--- Start Input ---

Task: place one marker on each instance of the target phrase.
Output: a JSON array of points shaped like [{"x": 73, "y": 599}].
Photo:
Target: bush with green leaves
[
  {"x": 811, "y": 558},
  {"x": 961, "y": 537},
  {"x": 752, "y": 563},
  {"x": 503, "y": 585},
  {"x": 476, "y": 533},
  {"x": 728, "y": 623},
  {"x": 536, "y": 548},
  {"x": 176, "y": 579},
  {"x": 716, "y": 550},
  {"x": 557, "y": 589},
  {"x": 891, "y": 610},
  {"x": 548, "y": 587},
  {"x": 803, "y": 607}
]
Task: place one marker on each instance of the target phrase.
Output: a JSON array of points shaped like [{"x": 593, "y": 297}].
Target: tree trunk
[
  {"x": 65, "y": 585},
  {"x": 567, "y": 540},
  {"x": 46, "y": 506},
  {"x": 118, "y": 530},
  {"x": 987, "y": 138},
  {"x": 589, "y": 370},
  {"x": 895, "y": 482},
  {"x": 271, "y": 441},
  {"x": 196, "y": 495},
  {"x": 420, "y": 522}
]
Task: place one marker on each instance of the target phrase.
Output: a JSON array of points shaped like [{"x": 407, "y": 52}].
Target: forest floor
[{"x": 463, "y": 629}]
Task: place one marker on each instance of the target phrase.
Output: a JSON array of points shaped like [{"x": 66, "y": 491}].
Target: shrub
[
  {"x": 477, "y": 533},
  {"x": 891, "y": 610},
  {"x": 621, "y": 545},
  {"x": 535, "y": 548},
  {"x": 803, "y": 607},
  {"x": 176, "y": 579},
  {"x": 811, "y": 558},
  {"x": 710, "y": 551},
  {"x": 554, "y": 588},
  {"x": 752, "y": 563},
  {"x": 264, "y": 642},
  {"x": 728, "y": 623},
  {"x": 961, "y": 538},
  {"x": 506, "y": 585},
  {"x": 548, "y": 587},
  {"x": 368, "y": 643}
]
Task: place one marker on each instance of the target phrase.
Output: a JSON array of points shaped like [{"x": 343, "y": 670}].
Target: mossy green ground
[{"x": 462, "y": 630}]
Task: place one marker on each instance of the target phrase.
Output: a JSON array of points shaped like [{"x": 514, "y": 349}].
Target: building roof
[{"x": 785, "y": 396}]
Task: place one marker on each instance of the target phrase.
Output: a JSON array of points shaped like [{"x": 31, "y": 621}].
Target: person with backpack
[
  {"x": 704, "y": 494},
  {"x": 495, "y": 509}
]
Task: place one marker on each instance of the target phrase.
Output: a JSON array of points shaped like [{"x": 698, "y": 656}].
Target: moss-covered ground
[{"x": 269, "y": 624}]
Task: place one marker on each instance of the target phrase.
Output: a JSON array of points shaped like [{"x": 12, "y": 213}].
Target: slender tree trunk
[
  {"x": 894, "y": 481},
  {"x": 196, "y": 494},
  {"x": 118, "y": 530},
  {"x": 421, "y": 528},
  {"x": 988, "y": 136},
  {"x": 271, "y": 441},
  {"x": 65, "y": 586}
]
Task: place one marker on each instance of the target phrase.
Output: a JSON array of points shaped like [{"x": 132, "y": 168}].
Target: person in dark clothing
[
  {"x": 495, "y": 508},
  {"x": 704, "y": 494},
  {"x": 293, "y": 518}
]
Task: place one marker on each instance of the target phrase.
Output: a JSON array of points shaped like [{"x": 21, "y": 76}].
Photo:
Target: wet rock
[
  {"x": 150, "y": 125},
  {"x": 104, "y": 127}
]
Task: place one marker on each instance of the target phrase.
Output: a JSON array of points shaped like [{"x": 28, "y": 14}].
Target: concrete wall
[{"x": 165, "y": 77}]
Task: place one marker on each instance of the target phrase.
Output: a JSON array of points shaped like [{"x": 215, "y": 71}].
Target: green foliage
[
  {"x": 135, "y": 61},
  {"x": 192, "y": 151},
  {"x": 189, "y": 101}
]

--- End Input ---

=== Instruction ===
Please locate each line in the records above that contains the word "green" and copy those lines out.

=== Answer for this exercise ===
Target: bush with green leaves
Target: mossy green ground
Target: green foliage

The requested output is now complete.